**Work item**:
Write out these lines word for word, starting with the line with "In each <instance> block, the" and going on through the line with "box: [23, 29, 42, 40]", and give nothing else.

· · · ·

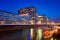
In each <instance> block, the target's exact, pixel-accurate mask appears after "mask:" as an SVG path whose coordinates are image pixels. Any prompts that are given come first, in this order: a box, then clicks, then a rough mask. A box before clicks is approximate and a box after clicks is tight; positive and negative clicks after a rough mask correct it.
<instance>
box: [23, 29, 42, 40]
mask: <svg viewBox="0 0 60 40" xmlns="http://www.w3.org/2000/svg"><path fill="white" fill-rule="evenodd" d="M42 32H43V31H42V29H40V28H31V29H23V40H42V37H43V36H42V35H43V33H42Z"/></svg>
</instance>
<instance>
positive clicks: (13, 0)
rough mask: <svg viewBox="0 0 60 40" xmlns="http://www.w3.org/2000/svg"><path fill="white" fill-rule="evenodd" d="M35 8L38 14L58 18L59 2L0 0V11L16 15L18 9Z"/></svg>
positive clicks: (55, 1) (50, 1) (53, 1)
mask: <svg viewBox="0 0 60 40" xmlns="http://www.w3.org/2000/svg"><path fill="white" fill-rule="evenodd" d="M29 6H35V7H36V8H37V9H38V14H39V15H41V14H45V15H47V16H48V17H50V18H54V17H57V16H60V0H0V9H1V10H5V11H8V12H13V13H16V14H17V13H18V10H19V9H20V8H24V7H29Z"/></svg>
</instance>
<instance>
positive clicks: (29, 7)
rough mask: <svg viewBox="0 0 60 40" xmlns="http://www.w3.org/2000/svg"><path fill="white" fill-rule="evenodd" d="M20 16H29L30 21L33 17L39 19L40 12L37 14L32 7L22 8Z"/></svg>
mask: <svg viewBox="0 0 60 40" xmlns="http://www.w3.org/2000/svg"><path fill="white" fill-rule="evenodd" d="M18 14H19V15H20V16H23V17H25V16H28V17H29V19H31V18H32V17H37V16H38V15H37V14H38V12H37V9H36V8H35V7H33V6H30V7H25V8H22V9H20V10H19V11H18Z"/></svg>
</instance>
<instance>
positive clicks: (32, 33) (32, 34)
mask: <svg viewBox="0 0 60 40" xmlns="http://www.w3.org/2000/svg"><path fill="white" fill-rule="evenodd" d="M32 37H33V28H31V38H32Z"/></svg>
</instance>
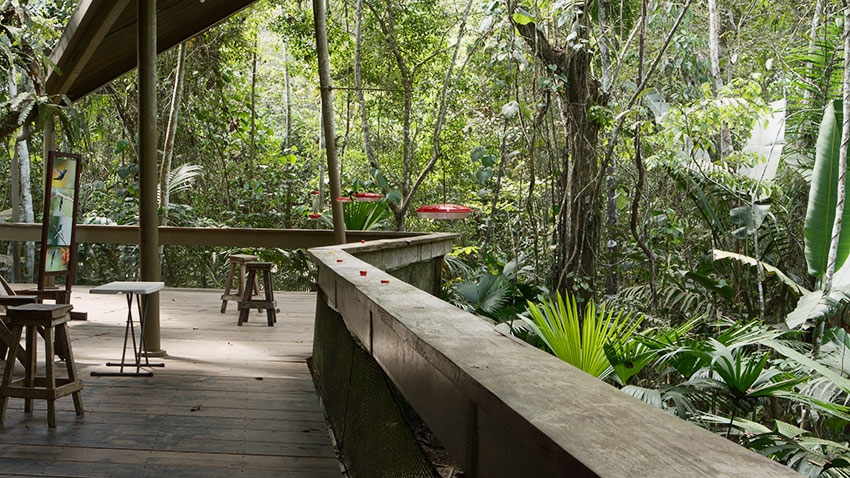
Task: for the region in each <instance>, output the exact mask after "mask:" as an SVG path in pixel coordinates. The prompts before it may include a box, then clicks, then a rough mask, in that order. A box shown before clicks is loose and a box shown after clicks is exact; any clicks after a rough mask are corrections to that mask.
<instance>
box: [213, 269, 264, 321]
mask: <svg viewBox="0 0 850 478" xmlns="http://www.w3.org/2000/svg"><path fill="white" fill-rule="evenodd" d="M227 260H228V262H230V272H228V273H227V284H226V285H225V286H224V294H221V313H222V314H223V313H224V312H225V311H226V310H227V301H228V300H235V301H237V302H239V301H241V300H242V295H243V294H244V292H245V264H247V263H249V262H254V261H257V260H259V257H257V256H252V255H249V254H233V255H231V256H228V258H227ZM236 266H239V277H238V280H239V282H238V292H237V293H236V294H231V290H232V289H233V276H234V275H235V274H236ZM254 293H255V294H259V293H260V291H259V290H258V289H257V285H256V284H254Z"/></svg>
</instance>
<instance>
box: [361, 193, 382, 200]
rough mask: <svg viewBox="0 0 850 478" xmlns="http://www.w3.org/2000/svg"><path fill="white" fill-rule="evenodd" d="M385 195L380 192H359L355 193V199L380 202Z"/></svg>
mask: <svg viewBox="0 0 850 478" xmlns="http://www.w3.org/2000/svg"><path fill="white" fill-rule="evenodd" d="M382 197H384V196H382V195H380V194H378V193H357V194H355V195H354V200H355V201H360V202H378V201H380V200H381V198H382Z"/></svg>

· · · ·

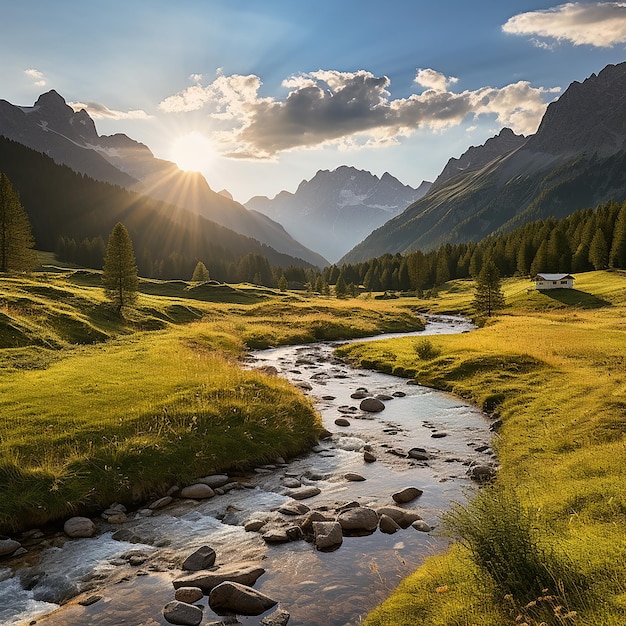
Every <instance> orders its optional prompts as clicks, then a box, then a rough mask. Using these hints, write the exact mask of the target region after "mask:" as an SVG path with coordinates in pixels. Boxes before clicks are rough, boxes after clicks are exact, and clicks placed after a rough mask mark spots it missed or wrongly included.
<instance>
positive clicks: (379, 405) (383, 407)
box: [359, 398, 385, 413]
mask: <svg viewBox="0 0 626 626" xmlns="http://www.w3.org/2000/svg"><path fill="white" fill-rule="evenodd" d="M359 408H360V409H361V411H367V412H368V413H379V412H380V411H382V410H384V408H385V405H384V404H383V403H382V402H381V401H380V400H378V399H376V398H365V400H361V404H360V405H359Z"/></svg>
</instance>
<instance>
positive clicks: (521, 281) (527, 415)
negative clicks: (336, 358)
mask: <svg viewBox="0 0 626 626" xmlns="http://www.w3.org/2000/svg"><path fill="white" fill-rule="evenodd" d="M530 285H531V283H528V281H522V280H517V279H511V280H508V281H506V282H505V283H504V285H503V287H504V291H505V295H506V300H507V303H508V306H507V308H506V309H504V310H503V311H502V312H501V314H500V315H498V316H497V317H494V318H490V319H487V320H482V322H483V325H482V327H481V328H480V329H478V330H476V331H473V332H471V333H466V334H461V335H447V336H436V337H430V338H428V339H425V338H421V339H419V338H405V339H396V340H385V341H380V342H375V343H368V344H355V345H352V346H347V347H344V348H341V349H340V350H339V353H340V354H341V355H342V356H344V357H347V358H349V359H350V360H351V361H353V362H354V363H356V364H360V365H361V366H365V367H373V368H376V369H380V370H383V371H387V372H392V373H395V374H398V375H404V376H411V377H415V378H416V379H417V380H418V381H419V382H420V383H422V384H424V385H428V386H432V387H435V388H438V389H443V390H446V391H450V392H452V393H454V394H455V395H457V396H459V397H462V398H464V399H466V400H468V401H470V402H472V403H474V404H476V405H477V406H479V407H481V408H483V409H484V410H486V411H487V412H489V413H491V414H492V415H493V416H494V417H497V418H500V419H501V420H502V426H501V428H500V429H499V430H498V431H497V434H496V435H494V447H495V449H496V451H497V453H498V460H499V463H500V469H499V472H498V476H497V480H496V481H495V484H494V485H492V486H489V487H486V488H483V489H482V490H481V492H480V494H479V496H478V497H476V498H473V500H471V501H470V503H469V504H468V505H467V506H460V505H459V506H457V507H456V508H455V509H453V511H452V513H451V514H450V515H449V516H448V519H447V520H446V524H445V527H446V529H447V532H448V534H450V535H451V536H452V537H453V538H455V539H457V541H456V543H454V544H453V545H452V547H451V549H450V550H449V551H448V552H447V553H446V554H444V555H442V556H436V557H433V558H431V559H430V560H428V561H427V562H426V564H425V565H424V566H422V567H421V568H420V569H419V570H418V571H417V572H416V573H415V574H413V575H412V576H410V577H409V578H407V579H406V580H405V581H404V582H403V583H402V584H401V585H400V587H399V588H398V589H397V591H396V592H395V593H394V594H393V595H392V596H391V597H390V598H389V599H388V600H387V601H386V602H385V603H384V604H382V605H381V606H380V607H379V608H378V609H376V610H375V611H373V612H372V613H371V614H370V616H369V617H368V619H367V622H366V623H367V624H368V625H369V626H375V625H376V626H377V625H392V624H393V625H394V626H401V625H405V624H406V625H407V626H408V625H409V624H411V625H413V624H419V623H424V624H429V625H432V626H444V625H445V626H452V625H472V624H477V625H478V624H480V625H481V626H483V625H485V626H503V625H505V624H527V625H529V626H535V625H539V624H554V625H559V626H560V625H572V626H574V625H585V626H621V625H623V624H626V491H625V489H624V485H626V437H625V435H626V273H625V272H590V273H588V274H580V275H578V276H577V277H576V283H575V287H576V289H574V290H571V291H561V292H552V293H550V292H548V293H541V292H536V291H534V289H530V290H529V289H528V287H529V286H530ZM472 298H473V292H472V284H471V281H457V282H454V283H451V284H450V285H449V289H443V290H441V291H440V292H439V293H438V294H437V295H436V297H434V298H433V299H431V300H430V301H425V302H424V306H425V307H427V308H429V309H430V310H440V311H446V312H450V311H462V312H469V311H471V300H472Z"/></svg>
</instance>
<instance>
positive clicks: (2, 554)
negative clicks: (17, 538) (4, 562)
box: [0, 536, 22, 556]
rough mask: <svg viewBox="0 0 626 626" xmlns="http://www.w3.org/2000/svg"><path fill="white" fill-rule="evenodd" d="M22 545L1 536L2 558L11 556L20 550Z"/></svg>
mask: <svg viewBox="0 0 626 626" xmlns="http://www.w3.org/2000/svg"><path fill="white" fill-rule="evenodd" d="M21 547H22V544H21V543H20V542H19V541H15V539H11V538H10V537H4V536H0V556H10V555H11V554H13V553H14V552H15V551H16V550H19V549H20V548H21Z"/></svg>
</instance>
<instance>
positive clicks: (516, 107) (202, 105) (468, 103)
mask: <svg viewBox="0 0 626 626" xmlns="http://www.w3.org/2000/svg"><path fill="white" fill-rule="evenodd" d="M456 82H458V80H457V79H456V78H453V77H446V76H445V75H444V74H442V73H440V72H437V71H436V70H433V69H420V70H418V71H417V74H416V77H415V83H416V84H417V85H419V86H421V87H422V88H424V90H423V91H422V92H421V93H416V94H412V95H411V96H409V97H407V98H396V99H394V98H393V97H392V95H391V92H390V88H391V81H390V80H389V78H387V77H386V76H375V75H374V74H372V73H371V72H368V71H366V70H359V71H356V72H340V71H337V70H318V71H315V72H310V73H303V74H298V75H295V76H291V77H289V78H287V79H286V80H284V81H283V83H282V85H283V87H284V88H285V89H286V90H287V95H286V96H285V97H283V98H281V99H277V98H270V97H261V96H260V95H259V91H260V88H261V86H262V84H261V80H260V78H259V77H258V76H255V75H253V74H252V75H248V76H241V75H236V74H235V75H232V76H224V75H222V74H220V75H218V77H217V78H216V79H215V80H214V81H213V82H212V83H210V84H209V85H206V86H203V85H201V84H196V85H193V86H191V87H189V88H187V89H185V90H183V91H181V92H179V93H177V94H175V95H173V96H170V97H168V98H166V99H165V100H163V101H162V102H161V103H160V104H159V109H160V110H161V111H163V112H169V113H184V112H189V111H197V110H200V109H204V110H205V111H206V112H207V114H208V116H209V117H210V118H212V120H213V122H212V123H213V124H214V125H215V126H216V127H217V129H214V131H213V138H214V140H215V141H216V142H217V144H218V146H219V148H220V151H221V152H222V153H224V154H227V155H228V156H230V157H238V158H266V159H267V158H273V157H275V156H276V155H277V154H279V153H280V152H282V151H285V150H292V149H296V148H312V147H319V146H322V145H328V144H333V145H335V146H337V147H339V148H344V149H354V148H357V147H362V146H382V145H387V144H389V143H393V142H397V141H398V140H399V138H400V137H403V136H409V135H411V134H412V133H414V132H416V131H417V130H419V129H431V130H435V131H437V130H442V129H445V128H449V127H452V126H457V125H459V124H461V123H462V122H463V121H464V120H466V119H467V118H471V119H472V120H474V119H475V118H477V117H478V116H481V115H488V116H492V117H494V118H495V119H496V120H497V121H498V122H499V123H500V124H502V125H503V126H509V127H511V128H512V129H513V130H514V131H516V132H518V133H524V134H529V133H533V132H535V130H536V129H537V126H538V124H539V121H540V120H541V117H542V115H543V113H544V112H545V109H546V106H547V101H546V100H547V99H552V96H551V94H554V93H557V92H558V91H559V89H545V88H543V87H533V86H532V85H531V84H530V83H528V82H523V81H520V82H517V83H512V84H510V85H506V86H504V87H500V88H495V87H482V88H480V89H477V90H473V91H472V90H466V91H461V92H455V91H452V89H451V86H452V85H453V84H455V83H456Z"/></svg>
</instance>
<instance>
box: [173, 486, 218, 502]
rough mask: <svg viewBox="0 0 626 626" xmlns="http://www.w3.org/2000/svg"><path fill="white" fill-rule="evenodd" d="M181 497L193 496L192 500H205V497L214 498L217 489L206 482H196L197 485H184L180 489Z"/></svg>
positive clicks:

· · · ·

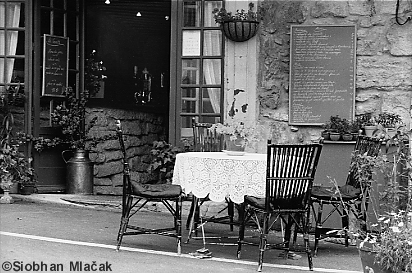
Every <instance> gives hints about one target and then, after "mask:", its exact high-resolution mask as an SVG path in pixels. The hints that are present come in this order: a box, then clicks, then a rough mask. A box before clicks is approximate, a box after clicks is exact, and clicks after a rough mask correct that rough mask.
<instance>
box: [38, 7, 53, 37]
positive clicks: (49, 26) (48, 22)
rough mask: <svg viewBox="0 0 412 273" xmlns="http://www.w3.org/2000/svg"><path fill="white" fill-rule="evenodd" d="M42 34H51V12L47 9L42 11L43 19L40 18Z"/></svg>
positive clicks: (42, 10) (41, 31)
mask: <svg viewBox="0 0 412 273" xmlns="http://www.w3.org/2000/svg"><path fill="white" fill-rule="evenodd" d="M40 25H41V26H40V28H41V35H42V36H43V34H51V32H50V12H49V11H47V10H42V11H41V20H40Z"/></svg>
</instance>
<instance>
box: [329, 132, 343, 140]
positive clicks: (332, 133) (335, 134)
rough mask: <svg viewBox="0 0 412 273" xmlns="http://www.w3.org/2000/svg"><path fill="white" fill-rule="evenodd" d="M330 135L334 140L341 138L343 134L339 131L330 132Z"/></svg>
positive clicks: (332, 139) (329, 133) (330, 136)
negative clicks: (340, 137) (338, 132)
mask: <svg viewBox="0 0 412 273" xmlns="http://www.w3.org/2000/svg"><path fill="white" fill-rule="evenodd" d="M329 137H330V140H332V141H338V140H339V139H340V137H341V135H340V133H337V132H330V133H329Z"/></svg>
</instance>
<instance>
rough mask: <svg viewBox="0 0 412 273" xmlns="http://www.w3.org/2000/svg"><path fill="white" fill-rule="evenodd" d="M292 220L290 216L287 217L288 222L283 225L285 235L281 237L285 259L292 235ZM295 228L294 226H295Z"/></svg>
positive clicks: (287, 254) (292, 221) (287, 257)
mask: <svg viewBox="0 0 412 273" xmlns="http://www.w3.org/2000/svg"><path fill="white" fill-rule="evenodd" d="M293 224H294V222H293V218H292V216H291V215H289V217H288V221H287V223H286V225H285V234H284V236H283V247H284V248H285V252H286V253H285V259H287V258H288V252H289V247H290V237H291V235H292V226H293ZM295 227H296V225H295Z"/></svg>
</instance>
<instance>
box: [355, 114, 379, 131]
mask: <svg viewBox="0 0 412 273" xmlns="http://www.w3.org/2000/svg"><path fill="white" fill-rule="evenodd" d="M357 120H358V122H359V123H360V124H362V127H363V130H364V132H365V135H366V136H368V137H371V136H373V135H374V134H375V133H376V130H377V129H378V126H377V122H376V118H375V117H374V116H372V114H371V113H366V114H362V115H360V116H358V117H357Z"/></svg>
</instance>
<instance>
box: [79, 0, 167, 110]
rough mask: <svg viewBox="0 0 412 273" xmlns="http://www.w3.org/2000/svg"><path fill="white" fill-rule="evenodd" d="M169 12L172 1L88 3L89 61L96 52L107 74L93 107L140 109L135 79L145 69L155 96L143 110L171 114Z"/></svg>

· · · ·

**Response area**:
In each <instance> block, the target's exact, pixel-accurate mask appears after "mask:" as an SVG path whose coordinates are image pixels. Any prompts that are given come first, in this order: a box, then clicks, then a rough mask. A box before clicks is approximate and a box after clicks is tight; positive and negative clicks after a rough mask correct it.
<instance>
box: [23, 29, 42, 40]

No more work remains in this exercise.